--- start ---

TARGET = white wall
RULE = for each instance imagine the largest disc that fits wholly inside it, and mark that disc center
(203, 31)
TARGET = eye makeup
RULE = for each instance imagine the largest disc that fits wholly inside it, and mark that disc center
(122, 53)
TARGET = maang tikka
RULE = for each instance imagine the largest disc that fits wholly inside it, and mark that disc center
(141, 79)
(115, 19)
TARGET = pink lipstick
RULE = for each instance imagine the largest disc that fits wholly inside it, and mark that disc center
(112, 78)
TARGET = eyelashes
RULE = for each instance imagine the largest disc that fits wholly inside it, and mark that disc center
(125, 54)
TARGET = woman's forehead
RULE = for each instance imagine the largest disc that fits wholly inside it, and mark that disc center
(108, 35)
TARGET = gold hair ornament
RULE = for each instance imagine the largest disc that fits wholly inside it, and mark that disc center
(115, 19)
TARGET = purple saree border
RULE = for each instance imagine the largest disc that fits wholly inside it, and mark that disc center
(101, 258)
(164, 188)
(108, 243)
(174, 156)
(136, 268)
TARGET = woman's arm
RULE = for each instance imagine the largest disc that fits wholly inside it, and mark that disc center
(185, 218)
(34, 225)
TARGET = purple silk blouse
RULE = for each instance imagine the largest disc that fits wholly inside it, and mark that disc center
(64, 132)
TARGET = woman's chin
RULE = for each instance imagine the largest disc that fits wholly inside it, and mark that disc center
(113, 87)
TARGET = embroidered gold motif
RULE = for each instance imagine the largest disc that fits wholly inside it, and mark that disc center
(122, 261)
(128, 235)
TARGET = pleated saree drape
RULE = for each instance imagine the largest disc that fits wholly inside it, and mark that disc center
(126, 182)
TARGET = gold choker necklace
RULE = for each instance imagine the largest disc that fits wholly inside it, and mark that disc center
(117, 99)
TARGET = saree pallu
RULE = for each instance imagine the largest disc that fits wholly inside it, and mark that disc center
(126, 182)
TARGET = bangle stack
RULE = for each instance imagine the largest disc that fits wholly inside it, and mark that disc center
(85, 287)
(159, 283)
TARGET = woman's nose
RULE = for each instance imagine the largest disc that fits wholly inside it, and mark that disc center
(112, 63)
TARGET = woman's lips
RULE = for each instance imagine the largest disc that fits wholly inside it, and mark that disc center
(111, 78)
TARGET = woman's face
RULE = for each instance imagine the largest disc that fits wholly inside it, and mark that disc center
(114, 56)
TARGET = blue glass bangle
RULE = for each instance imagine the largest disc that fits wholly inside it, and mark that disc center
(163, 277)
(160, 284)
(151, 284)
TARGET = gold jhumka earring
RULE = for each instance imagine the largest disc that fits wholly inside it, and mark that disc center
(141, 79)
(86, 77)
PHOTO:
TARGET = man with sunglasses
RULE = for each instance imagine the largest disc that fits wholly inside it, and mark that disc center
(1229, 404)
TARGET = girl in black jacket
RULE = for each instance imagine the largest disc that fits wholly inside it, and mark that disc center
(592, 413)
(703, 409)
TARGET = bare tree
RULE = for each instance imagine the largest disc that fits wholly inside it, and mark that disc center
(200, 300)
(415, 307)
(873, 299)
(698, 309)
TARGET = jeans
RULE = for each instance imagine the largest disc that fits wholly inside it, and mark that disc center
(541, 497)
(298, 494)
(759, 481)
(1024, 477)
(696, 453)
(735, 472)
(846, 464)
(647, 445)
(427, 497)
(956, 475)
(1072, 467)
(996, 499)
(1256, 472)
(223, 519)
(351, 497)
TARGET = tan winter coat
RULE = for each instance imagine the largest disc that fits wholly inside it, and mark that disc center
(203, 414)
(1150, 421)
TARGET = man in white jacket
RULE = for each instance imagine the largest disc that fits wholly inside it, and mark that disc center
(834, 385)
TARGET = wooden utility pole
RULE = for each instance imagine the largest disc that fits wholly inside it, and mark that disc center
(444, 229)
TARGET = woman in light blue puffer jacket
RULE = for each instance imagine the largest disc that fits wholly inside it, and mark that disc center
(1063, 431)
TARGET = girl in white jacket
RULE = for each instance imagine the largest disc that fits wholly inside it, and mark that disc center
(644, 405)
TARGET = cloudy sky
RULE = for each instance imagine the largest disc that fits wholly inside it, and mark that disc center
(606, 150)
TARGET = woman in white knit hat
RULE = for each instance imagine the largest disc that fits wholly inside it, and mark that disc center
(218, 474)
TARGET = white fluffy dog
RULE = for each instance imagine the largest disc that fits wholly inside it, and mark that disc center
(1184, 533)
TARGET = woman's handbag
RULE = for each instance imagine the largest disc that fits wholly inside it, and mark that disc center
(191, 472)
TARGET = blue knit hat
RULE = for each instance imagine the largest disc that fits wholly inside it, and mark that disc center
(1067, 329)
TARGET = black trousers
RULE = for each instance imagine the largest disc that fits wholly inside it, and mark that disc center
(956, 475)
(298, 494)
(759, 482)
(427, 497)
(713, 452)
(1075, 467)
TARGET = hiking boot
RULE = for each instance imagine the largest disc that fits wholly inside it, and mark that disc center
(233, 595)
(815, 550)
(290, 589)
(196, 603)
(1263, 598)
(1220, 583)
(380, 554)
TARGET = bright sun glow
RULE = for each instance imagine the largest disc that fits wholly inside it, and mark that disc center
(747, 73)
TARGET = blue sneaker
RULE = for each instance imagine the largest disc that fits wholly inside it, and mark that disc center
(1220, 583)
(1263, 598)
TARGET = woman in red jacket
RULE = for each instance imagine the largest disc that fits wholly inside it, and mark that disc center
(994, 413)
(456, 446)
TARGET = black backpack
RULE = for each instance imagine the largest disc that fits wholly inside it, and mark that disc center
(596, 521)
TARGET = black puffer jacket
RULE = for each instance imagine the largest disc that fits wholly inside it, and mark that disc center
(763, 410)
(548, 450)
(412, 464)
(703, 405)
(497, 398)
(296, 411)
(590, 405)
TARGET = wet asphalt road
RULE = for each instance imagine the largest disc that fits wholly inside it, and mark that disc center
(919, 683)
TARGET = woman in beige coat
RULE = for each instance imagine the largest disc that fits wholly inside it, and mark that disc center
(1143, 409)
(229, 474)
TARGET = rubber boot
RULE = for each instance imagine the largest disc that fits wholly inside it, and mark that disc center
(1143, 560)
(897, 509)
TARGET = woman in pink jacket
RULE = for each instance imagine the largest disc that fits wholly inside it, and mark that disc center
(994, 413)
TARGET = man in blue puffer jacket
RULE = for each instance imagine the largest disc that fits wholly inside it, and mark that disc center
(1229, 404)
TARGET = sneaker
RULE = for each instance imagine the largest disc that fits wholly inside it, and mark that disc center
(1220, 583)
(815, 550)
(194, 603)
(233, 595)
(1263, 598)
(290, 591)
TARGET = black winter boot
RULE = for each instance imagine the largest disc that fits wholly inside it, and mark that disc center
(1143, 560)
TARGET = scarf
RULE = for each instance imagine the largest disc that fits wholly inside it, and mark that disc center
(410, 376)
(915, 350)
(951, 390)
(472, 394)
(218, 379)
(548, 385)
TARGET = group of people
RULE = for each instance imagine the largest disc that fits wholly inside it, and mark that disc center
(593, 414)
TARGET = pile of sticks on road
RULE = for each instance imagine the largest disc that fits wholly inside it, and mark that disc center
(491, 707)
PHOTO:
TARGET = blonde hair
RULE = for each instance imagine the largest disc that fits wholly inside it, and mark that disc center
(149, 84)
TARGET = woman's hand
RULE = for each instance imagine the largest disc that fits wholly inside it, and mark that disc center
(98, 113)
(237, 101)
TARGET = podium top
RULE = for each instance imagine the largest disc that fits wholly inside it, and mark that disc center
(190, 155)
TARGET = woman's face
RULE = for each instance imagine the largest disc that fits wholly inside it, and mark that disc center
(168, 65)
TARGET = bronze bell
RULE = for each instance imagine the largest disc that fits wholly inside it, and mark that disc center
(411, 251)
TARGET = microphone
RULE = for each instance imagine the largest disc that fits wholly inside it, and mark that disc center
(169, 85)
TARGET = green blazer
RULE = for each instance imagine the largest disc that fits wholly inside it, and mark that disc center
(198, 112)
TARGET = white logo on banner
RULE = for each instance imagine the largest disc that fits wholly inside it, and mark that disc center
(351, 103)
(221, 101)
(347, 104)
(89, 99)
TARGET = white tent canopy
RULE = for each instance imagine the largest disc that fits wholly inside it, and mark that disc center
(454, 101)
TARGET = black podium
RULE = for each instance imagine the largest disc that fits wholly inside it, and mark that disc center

--- end ---

* _Goal_:
Nothing but the lines from the one with "TARGET = bronze bell" through the last line should be repeated, each exactly as it stands.

* _Solved exercise_:
TARGET = bronze bell
RULE = for each instance imagine the largest disc that fits wholly inside it, and mark that disc center
(411, 251)
TARGET = microphone
RULE = for each instance imagine the largest disc that fits wholly inside it, and mark that disc center
(169, 85)
TARGET = green blazer
RULE = for each instance imagine the largest disc that fits wholly inside it, and mark that disc center
(198, 112)
TARGET = white logo on banner
RULE = for each instance imagine the largest disc that fits wholly inside it, and mark that disc center
(351, 103)
(221, 101)
(347, 104)
(89, 99)
TARGET = white tent canopy
RULE = for each instance imagine the largest disc that fits wholly inside it, and mark that disc center
(454, 101)
TARGET = black podium
RULE = for each instance imagine the largest disc that fits wholly inside it, and mark that disc center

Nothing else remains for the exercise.